OBJECTIVE: Write out the records below once more, exactly as they stand.

DATA LISTING:
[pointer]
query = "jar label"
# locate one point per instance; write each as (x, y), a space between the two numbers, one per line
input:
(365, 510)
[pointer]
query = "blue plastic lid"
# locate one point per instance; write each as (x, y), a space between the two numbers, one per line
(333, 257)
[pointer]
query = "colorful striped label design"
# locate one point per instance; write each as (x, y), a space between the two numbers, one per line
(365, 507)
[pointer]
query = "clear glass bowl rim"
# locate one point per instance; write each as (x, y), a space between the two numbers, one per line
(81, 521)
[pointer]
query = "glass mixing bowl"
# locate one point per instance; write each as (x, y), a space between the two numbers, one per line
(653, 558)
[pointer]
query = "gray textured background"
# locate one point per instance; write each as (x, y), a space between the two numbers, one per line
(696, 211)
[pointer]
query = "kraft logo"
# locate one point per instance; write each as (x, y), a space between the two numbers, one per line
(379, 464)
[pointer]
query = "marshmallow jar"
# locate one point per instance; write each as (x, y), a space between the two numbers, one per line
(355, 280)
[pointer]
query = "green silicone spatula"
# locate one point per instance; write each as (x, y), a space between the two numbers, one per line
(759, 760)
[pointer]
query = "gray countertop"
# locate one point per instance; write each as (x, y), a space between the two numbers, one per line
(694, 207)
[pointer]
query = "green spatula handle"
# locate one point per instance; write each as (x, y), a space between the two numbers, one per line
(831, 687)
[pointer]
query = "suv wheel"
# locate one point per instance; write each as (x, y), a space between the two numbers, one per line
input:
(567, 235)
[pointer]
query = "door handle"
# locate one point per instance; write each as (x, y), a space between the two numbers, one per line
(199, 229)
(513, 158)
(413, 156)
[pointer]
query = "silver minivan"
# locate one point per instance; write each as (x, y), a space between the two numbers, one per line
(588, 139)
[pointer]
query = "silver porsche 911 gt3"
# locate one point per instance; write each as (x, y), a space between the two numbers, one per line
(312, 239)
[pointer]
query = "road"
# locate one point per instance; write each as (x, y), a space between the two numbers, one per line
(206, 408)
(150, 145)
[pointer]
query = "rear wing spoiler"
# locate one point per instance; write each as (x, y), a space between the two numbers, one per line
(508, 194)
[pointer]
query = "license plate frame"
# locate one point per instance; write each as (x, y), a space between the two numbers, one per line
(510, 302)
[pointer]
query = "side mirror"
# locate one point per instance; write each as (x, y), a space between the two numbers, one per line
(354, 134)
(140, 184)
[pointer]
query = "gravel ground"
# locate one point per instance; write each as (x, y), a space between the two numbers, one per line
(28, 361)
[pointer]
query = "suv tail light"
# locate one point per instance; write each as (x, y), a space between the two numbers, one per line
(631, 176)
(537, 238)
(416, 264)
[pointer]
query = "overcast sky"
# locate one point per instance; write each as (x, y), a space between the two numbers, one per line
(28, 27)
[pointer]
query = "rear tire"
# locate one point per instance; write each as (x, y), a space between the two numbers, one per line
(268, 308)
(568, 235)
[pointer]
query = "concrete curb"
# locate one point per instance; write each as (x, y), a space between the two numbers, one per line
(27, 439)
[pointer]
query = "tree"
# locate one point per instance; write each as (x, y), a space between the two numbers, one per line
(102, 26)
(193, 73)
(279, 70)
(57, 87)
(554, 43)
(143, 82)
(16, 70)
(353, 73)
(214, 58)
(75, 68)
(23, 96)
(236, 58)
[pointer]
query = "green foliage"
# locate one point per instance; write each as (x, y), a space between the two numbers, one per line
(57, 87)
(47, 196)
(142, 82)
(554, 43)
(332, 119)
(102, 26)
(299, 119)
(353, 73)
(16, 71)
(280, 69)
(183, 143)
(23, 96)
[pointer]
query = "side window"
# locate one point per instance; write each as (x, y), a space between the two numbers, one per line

SOLVED EXERCISE:
[pointer]
query = "jar label"
# locate one point per instance; write each as (x, y), a space between the two numbers, one per line
input:
(365, 510)
[pointer]
query = "blue plastic lid"
# locate one point per instance; write each as (x, y), a space between the two numbers, one per line
(333, 257)
[pointer]
query = "colorful striped label design"
# locate one point per instance; write each as (x, y), a space between the two numbers, one per line
(365, 507)
[pointer]
query = "clear glass bowl rim"
# locate one point per instance; write each as (x, y), a space between the two numbers, one per line
(81, 521)
[pointer]
query = "glass mixing bowl"
# locate one point per instance; write each as (x, y), a space between the two numbers, one per line
(653, 558)
[pointer]
query = "gray textured background"
# locate one point per instance; write each as (x, y), a space between the two numbers, one per line
(696, 211)
[pointer]
query = "kraft logo"
# locate one point per instance; write each as (x, y), a space between the two numbers, one per line
(379, 464)
[pointer]
query = "marshmallow jar"
# locate one point per instance; write each as (x, y), a space between the two numbers, one per line
(355, 280)
[pointer]
query = "green silicone spatula"
# locate one point per instance; write each as (x, y), a space between the two numbers, one per line
(759, 760)
[pointer]
query = "gray countertop"
# locate one point per instance; write each as (x, y), a space between the two numbers, one per line
(694, 207)
[pointer]
query = "green spatula handle"
# locate one point per instance; write each as (x, y), a space between the two numbers, one per line
(831, 687)
[pointer]
query = "suv wheel"
# locate one point per instance; write each as (x, y), a space between the two numbers, one per line
input:
(567, 235)
[pointer]
query = "door handle"
# locate one point per instance; write each as (x, y), a space between the two numbers, one per line
(199, 229)
(513, 158)
(413, 156)
[pointer]
query = "silver minivan"
# locate one point per instance; write each as (x, y), a space between the two numbers, one per line
(588, 139)
[pointer]
query = "silver porsche 911 gt3"
# locate one point per instance; write each as (x, y), a space between the two numbers, one per line
(312, 239)
[pointer]
query = "road"
# locate one point per instance; write each as (x, y), a space between the two numbers, one per line
(206, 408)
(150, 145)
[pointer]
query = "rear wing spoiler"
# locate one point per instance; write each as (x, y), a space between the two numbers, one per line
(508, 194)
[pointer]
query = "license plate frame"
# locate one point per instance; write each as (x, y), a space between the two numbers, one per line
(510, 302)
[pointer]
query = "side mirror"
# locate one point per instance; write each as (x, y), a space between the two numbers, one per line
(354, 134)
(140, 184)
[pointer]
query = "gravel ground"
# locate one point per instance; write each as (x, y), a space between the two numbers, one per line
(28, 361)
[pointer]
query = "suv tail light"
# locate one point per instance; write each as (x, y), a space between the two numbers, one per line
(631, 176)
(537, 238)
(416, 264)
[pointer]
query = "overcast sky"
# locate one point per instance; write each as (x, y), a space between the two numbers, one per line
(28, 27)
[pointer]
query = "rear tire"
# locate one point per instance; write each as (x, y), a space between the two numbers, one per line
(268, 308)
(568, 235)
[pointer]
query = "concrete curb"
# locate one point per instance; write each as (x, y), a space between the two numbers, one per line
(27, 439)
[pointer]
query = "tree"
# locate one point per instance; write each as (x, y), a space between the two numbers, one per line
(102, 26)
(193, 73)
(279, 70)
(57, 87)
(554, 43)
(143, 82)
(16, 70)
(353, 73)
(214, 58)
(75, 68)
(23, 96)
(236, 58)
[pointer]
query = "green foliage"
# locate one point per instance; write each as (x, y), a space between the two numbers, one per line
(57, 87)
(47, 196)
(142, 82)
(554, 43)
(332, 119)
(102, 26)
(299, 119)
(353, 73)
(16, 71)
(280, 69)
(183, 143)
(23, 96)
[pointer]
query = "side window"
# locate one point per instance; write each as (x, y), a space between the two numbers, one per line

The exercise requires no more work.